Lista de atividades:
1. Segundo o texto sobre a indústria em São Bernardo, quantos operários a fábrica de móveis de João Basso chegou a empregar?
2. Indique se cada afirmação concorda com o texto sobre a indústria em São Bernardo. Responda sim ou não e cite as palavras do texto que decidem.
(a) O trabalho infantil aparecia em proporção maior nas fábricas de móveis do que nas fábricas de charuto.
(b) Nas tecelagens predominava o trabalho de mulheres.
(c) Em 1919 a fábrica de João Basso voltou a funcionar sem aceitar as demandas trabalhistas.

Texto extraído:

##########

A partir da década de 1910 os setores têxtil e, sobretudo, moveleiro, passaram a concentrar a maioria dos trabalhadores industriais no entorno da Rua Marechal Deodoro, em São Bernardo. No ano de  1910, surgiu a pioneira e seminal fábrica de móveis de João Basso, que chegou a empregar 90 operários, e, no ano seguinte, nasceu a Tecelagem de Seda Villa de S. Bernardo, também empregando grande quantidade de funcionários, As fotografias da época mostram que o trabalho infantil continua presente, principalmente nas fábricas de móveis,  mas em proporção bem menor do que nas fábricas de charuto.  A maior parte do operariado das primeiras décadas do século XX, na região da atual São Bernardo do Campo,  pertencia a famílias de pequenos proprietários rurais imigrantes, às quais eventualmente  ajudavam na composição da renda doméstica. Esta dinâmica existiu na cidade pelo menos até a década de 1940, com predominância de mulheres trabalhando em tecelagens e homens em fábricas de móveis. 

 

Imagem: Funcionários da Fábrica de Móveis de  João Basso. Década de 1920.

 

Notas

(1) Cf. Jornal “Cf. Jornal “A Província de S. Paulo”, 19 de maio de 1875, p. 3 e 24 de agosto de 1875. p.3. Jornal “A Província de S. Paulo”, 9 de março de 1878, p. 2.

(2) Jornal “O Estado de São Paulo”, 22/11/1895   

(3) Jornal “Correio Paulsitano”, 5/1/1905, p.2.

(4) Cf. Jornal “O comércio de São Paulo”, 17 de novembro de 1899. P2. Esta fábrica começou a funcionar em 1891 (Cf. “O Estado de São Paulo”, 6 de setembro de 1896, p.1) e, em 1895 , quando ainda pertencia a seu fundador, Frederico Kowarick – o mesmo que alguns anos depois fundaria o lanifício Kowarick -, foi à falência (Cf. Jornal “O Democrata” , 30 de abril de 1895), sendo posteriormente adquirida por Silva, Seabra & Comp. e reaberta.

(5) Cf. Ibidem.

(6) Cf. Jornal “O Estado de São Pàulo “.  09/07/1900. p.1.

(7) Cf. Atas da Câmara Municipal de São Bernardo. 15/02/1902. Acervo: Museu de Santo André .

(8) Cf. O comércio de São Paulo, 20/3/1906 p.2.  e 3/4/1906, p.4

(9) Cf. Medici, Ademir e Pinheiro, Suely. O 1º de maio e os principais momentos da luta sindical em São Bernardo. São Bernardo do Campo: PMSBC, 1990. p. 19-28.

(10) Cf. Em meio a este conjunto de paralisações apareceu o primeiro registro direto  de participação de empregados da indústria moveleira da atual São Bernardo do Campo em uma greve. Trata-se dos operários da  fábrica de João Basso, a qual, em 1919,  esteve parada e voltou a funcionar após aceitação das demandas trabalhistas. Cf. O Combate, 16/5/1919. p1.

##########

Informações registradas:

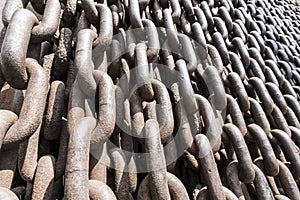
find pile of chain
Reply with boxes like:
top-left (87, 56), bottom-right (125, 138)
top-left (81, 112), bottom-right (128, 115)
top-left (0, 0), bottom-right (300, 200)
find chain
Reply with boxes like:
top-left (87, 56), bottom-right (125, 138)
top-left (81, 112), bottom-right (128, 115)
top-left (0, 0), bottom-right (300, 200)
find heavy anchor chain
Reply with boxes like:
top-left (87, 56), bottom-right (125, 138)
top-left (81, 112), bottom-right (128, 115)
top-left (0, 0), bottom-right (300, 200)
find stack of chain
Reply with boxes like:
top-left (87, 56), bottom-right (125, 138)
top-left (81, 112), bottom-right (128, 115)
top-left (0, 0), bottom-right (300, 200)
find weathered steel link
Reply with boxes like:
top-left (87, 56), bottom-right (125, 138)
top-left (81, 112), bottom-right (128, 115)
top-left (0, 0), bottom-right (300, 200)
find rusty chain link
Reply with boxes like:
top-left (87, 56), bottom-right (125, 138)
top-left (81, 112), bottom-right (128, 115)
top-left (0, 0), bottom-right (300, 200)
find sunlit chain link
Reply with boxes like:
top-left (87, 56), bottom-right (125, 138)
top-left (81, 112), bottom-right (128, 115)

##########

Respostas das atividades:
1. Chegou a empregar 90 operários.

2.
(a) Não: "mas em proporção bem menor do que nas fábricas de charuto".
(b) Sim: "com predominância de mulheres trabalhando em tecelagens".
(c) Não: "voltou a funcionar após aceitação das demandas trabalhistas".